Extracted data entries:
— start —

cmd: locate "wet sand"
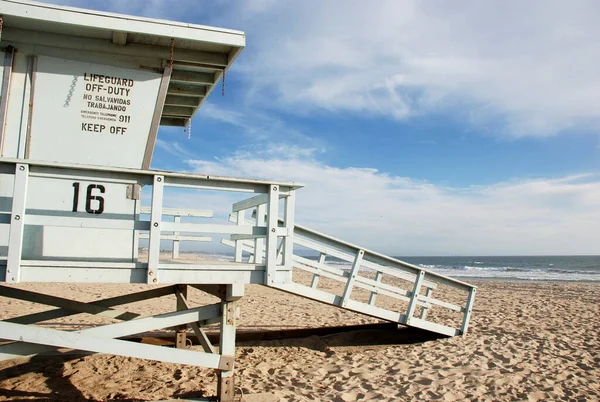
[0,281,600,401]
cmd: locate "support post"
[405,271,425,324]
[369,271,383,306]
[310,253,327,289]
[173,215,181,260]
[419,288,433,320]
[6,163,29,283]
[234,209,245,262]
[283,190,296,270]
[252,204,265,264]
[217,285,237,402]
[175,285,188,349]
[264,185,279,285]
[146,175,165,284]
[342,250,365,307]
[460,288,477,335]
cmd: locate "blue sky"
[45,0,600,255]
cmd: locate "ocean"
[395,256,600,282]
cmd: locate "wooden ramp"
[222,212,476,336]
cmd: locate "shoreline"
[0,280,600,401]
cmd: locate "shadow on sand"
[0,323,444,402]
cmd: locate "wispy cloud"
[226,1,600,137]
[49,0,600,137]
[188,145,600,255]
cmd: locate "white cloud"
[44,0,600,137]
[231,1,600,137]
[188,146,600,255]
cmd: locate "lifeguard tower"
[0,0,476,401]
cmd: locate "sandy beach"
[0,281,600,401]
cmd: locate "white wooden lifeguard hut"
[0,0,475,401]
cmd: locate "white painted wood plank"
[140,206,213,218]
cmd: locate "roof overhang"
[0,0,246,126]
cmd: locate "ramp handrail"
[222,211,476,336]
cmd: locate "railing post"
[264,185,279,285]
[147,175,165,283]
[419,288,433,320]
[173,215,181,259]
[310,253,327,289]
[369,271,383,306]
[342,250,365,307]
[234,209,245,262]
[6,163,29,283]
[217,285,237,402]
[460,288,477,335]
[404,271,425,324]
[282,190,296,270]
[253,204,265,264]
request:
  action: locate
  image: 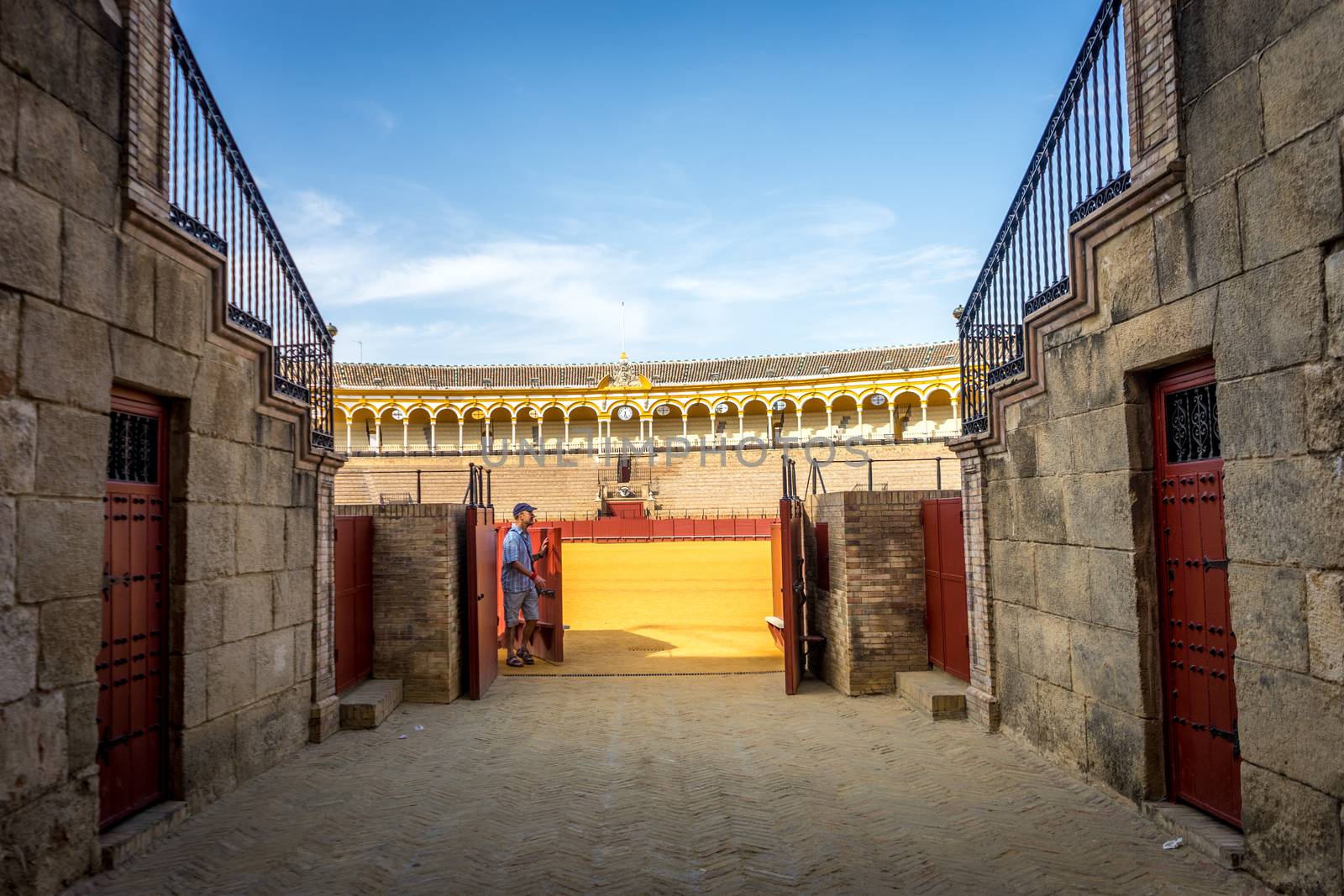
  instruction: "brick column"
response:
[307,468,340,743]
[1124,0,1180,184]
[958,448,999,731]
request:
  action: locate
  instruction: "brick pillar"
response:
[307,466,340,743]
[1124,0,1180,184]
[958,448,999,731]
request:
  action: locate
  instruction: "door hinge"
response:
[1208,721,1242,757]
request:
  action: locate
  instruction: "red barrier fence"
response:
[499,517,778,542]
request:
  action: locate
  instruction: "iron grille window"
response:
[1165,383,1223,464]
[108,411,159,485]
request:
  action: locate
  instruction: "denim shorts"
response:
[504,589,538,629]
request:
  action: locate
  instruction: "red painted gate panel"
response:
[96,390,168,827]
[921,498,970,681]
[1153,361,1242,826]
[775,498,806,694]
[333,516,374,693]
[466,506,500,700]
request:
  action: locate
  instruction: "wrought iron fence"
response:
[165,15,336,448]
[958,0,1131,434]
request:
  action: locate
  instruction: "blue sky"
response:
[175,0,1097,364]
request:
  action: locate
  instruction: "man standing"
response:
[500,501,551,666]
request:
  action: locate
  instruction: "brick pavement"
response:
[76,673,1257,896]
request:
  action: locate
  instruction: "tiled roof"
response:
[336,343,959,390]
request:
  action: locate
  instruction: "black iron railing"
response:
[958,0,1129,434]
[165,16,334,448]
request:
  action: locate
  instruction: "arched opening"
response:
[802,395,828,439]
[891,392,921,439]
[858,392,895,442]
[742,398,770,445]
[434,407,462,454]
[831,395,860,439]
[925,388,956,438]
[569,405,598,451]
[536,406,564,450]
[374,407,407,457]
[609,401,643,451]
[406,407,430,454]
[649,401,685,445]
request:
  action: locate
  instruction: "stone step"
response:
[1144,802,1246,869]
[896,669,966,721]
[98,800,186,871]
[340,679,402,728]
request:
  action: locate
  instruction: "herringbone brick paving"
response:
[79,674,1258,894]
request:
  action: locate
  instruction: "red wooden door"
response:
[921,498,970,681]
[333,516,374,693]
[775,498,805,694]
[1153,360,1242,826]
[466,506,500,700]
[96,388,168,827]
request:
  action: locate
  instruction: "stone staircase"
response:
[896,669,966,721]
[340,679,402,728]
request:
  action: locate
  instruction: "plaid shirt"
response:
[500,525,536,591]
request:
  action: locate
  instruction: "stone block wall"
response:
[0,0,334,893]
[806,490,958,696]
[954,0,1344,892]
[336,442,958,517]
[336,504,470,703]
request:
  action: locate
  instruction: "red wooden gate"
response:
[495,522,564,663]
[1153,360,1242,826]
[96,388,168,827]
[465,506,500,700]
[333,516,374,693]
[921,498,970,681]
[771,497,806,694]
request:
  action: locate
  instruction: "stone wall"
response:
[806,490,958,696]
[0,0,334,893]
[954,0,1344,892]
[336,442,958,517]
[336,504,470,703]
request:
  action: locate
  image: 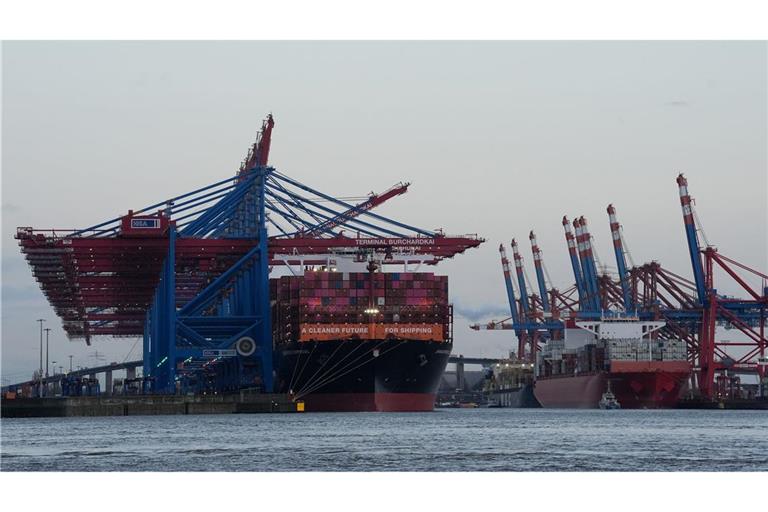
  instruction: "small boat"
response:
[598,381,621,410]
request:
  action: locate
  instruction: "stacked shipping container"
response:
[538,339,687,377]
[270,271,452,343]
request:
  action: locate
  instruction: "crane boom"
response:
[305,182,410,236]
[677,173,707,305]
[238,114,275,177]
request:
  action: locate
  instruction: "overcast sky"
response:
[2,42,768,381]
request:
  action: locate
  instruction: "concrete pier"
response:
[0,394,303,418]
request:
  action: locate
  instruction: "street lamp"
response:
[37,318,48,398]
[45,327,51,377]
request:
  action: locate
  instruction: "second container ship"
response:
[534,316,691,409]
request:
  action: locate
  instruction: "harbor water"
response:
[0,409,768,471]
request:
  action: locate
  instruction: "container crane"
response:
[16,115,484,393]
[528,231,550,313]
[563,216,589,309]
[491,244,528,358]
[607,204,635,312]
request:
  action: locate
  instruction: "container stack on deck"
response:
[270,271,451,343]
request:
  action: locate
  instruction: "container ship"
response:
[270,262,453,411]
[534,316,691,409]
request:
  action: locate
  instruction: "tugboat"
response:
[598,381,621,410]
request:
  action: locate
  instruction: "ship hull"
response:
[534,363,690,409]
[277,340,451,412]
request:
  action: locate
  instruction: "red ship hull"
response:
[534,361,690,409]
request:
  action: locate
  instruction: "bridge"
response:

— end —

DIRECTIONS: Can you copy every line of the material above word for word, leaving out the pictures?

PROBLEM SOLUTION:
cmd: locate "wet sand"
[0,281,600,401]
cmd: locate "support post"
[405,271,425,324]
[369,271,383,306]
[310,253,327,289]
[173,215,181,260]
[419,288,433,320]
[6,163,29,283]
[234,209,245,262]
[283,190,296,270]
[252,204,265,264]
[217,285,237,402]
[175,285,188,349]
[264,185,279,285]
[146,175,165,284]
[342,250,365,307]
[460,288,477,335]
cmd: locate "blue sky"
[45,0,600,255]
cmd: locate "ocean"
[395,256,600,282]
cmd: locate "wooden ramp"
[222,212,476,336]
cmd: locate "shoreline"
[0,280,600,401]
cmd: locate "shadow on sand"
[0,323,444,402]
cmd: locate "wispy cloud"
[226,1,600,137]
[49,0,600,137]
[188,145,600,255]
cmd: locate "white cloud"
[44,0,600,137]
[231,1,600,137]
[188,146,600,255]
cmd: locate "lifeguard tower"
[0,0,476,401]
cmd: locate "sandy beach"
[0,281,600,401]
cmd: locate "white wooden lifeguard hut"
[0,0,475,401]
cmd: locate "white painted wood plank"
[140,206,213,218]
cmd: locate "roof overhang"
[0,0,246,126]
cmd: locate "ramp handrail"
[222,211,476,336]
cmd: locate "railing post"
[264,185,279,285]
[147,175,165,283]
[419,288,433,320]
[173,215,181,259]
[310,253,327,289]
[369,271,383,306]
[342,250,365,307]
[234,209,245,262]
[6,163,29,283]
[217,285,237,402]
[460,288,477,335]
[404,271,425,324]
[282,190,296,270]
[253,204,265,264]
request:
  action: locate
  image: 
  instruction: "brick column"
response:
[307,468,340,743]
[1124,0,1180,184]
[958,448,999,731]
request:
  action: locate
  instruction: "brick pillar"
response:
[307,466,340,743]
[1124,0,1180,184]
[958,448,999,731]
request:
  action: locate
  instruction: "door hinge"
response:
[1208,721,1242,757]
request:
  action: locate
  instruction: "red barrier fence"
response:
[499,517,778,542]
request:
  action: locate
  instruction: "iron grille window"
response:
[1165,383,1223,464]
[108,411,159,485]
request:
  action: locate
  instruction: "denim shorts"
response:
[504,589,538,629]
request:
  action: locate
  instruction: "red painted gate panel"
response:
[96,390,168,827]
[921,498,970,681]
[1153,361,1242,826]
[775,498,806,694]
[333,516,374,693]
[466,506,500,700]
request:
  action: locate
  instruction: "wrought iron fence"
response:
[165,15,336,448]
[958,0,1131,434]
request:
  action: locate
  instruction: "blue sky"
response:
[175,0,1097,364]
request:
  action: locate
  instruction: "man standing"
response:
[500,501,551,666]
request:
  action: locate
  instruction: "brick pavement"
response:
[76,673,1257,896]
request:
  action: locate
  instruction: "tiled roof"
response:
[336,343,959,390]
request:
  action: locate
  instruction: "black iron railing"
response:
[958,0,1129,434]
[165,16,334,448]
request:
  action: locate
  instruction: "arched opening"
response:
[802,395,828,439]
[891,392,921,439]
[858,392,895,442]
[742,398,770,445]
[434,407,462,454]
[831,395,860,439]
[925,388,956,438]
[569,405,598,451]
[536,406,564,450]
[374,407,407,457]
[609,401,643,451]
[406,407,430,454]
[649,401,685,445]
request:
  action: locate
  instruction: "stone step"
response:
[1144,802,1246,869]
[896,669,966,721]
[98,800,186,871]
[340,679,402,728]
request:
  action: locate
  instruction: "herringbone brick paving"
response:
[79,674,1258,894]
request:
  action: locate
  instruction: "red wooden door"
response:
[921,498,970,681]
[333,516,374,693]
[775,498,805,694]
[1153,360,1242,826]
[466,506,500,700]
[96,388,168,827]
request:
  action: locate
  instruction: "stone staircase"
response:
[896,669,966,721]
[340,679,402,728]
request:
  action: locate
  instruction: "plaid shirt"
response:
[500,525,536,591]
request:
  action: locate
  instruction: "stone block wall"
response:
[0,0,334,893]
[806,490,958,696]
[954,0,1344,892]
[336,442,958,517]
[336,504,470,703]
request:
  action: locate
  instruction: "red wooden gate"
response:
[495,522,564,663]
[1153,360,1242,826]
[96,388,168,827]
[465,506,500,700]
[333,516,374,693]
[921,498,970,681]
[771,497,806,694]
request:
  action: locate
  instruction: "stone wall"
response:
[806,490,958,696]
[0,0,334,893]
[954,0,1344,892]
[336,442,958,517]
[336,504,470,703]
request:
  action: locate
  image: 
  instruction: "small boat"
response:
[598,381,621,410]
request:
  action: locate
  instruction: "stacked shipping container"
response:
[538,339,687,377]
[270,271,452,343]
request:
  action: locate
  instruction: "crane boom"
response:
[305,182,410,236]
[677,173,707,305]
[238,114,275,177]
request:
  action: locate
  instruction: "overcast sky"
response:
[2,42,768,381]
request:
  action: locate
  instruction: "concrete pier"
response:
[0,394,303,418]
request:
  action: locate
  instruction: "street lamp"
response:
[37,318,48,398]
[45,327,51,377]
request:
  action: locate
  instruction: "second container ship"
response:
[534,316,691,409]
request:
  action: locate
  instruction: "harbor water"
response:
[0,409,768,471]
request:
  action: locate
  instruction: "container crane"
response:
[16,115,484,393]
[528,231,550,313]
[563,216,589,309]
[491,244,528,358]
[607,204,635,312]
request:
  action: locate
  instruction: "container stack on deck"
response:
[270,271,451,343]
request:
  action: locate
  instruction: "container ship"
response:
[270,262,453,411]
[534,316,691,409]
request:
  action: locate
  instruction: "tugboat"
response:
[598,381,621,410]
request:
  action: locate
  instruction: "ship hull"
response:
[534,363,690,409]
[277,340,451,412]
request:
  action: locate
  instruction: "red ship hull"
response:
[534,361,690,409]
request:
  action: locate
  instruction: "bridge"
response:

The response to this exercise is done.